%%
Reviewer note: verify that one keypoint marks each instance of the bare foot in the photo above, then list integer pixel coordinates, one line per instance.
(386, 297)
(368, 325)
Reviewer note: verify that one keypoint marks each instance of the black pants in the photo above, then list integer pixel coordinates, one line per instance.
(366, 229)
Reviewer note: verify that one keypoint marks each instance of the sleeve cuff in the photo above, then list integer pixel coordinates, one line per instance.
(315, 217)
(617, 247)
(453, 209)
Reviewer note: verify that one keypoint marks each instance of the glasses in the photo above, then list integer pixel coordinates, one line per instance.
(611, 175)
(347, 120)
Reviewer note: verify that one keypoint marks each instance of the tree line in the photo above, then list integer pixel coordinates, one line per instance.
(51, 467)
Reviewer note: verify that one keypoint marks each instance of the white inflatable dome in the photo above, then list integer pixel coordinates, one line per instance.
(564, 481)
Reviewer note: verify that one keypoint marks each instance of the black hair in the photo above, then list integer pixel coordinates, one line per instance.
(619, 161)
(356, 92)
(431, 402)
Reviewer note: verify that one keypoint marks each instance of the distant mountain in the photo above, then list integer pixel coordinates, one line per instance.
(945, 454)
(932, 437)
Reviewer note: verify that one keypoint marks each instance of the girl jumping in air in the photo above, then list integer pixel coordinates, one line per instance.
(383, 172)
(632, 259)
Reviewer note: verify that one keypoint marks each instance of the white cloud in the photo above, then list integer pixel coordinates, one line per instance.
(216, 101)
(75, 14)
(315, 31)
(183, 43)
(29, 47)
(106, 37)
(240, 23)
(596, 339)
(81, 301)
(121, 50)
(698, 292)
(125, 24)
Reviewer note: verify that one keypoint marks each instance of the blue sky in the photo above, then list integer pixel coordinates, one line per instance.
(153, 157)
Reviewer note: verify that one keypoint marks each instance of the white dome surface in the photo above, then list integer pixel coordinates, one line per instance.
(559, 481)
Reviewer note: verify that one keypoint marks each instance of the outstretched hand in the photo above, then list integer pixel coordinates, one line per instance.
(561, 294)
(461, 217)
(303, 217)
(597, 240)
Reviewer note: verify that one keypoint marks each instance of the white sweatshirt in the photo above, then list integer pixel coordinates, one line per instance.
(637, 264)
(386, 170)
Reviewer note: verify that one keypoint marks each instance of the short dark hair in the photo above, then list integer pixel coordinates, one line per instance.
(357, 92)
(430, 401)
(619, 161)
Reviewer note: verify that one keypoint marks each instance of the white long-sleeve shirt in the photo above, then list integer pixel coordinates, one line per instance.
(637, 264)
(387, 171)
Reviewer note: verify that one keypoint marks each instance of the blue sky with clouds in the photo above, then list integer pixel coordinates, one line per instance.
%%
• **The request**
Copy every line above word for word, keeping the same order.

• **Answer for the task**
Reviewer note: verify that one keypoint marks each instance of the bare foot in the photo above, then list integer pixel coordinates, one line per instance.
(386, 297)
(368, 325)
Reviewer note: verify that one keypoint marks each instance of the black pants in the photo above, then list integer pixel coordinates, one line per instance.
(366, 229)
Reviewer note: verify that one keypoint marks each instance of the sleeve cuff in the photo above, then list integer pixel coordinates, one line per instance.
(315, 217)
(617, 247)
(453, 209)
Reviewer note: verify that one keypoint marks each instance of the glasses in the photo above, then list integer pixel coordinates, one line per instance.
(611, 175)
(347, 120)
Reviewer note: verify that one keypoint marks each instance of the tree line in the photo above, then list integer pixel coordinates, one line per instance.
(51, 467)
Reviewer note: verify that one keypoint marks each instance of the white inflatable dome in the photo above, then list integer pixel coordinates, one line per instance.
(564, 481)
Reviewer note: verify that one keypoint marks each instance of the black hair in the photo above, then list integer pixel coordinates, one line per instance.
(619, 161)
(356, 92)
(431, 402)
Reviewer note: verify that one keypoint marks each instance of the distant mountain in the photo above, then list integer pixel coordinates, one line per instance.
(945, 454)
(932, 437)
Reviewer note: verify that one keypoint marks each instance of the girl jumping in air in the photo above, then list integer pixel coordinates, one line per instance.
(383, 172)
(632, 259)
Reviewer note: verify that one keypoint marks each instance of the white cloud in the photo above, then list integer pixel coordinates, one line per instance.
(216, 101)
(75, 14)
(315, 31)
(183, 43)
(29, 47)
(106, 37)
(240, 23)
(596, 339)
(81, 301)
(121, 50)
(698, 292)
(125, 24)
Reviewer note: verify that one keypoint marks each instance of the blue sky in the photo above, then list integer pixel coordinates, one line per instance.
(153, 157)
Reviewer note: verify that one keypoint marks each instance of the white dome surface in the photo above, then list integer pixel coordinates, one line per instance.
(559, 481)
Reviewer note: verify that one keypoint marks each instance of the outstretched hand in the photo above, then list integer pixel coordinates, one line per instance.
(561, 294)
(461, 217)
(303, 217)
(597, 240)
Reviewer note: verify that one keypoint marks each instance of the white sweatshirt in the photo above, then list integer pixel coordinates, one line per instance.
(637, 264)
(386, 170)
Reviewer note: verify that one keypoint marks each instance of the short dark hair in the photo above, then list integer pixel coordinates, one line per instance.
(357, 92)
(430, 401)
(619, 161)
Reviewer note: verify that one keypoint marks each instance of the white long-sleeve shirt in the photo above, then list integer pixel coordinates, one line per instance.
(637, 264)
(387, 171)
Reviewer note: verify that one keypoint marks each instance of the blue sky with clouds in the photo above, then list integer pixel coordinates, one line per instance.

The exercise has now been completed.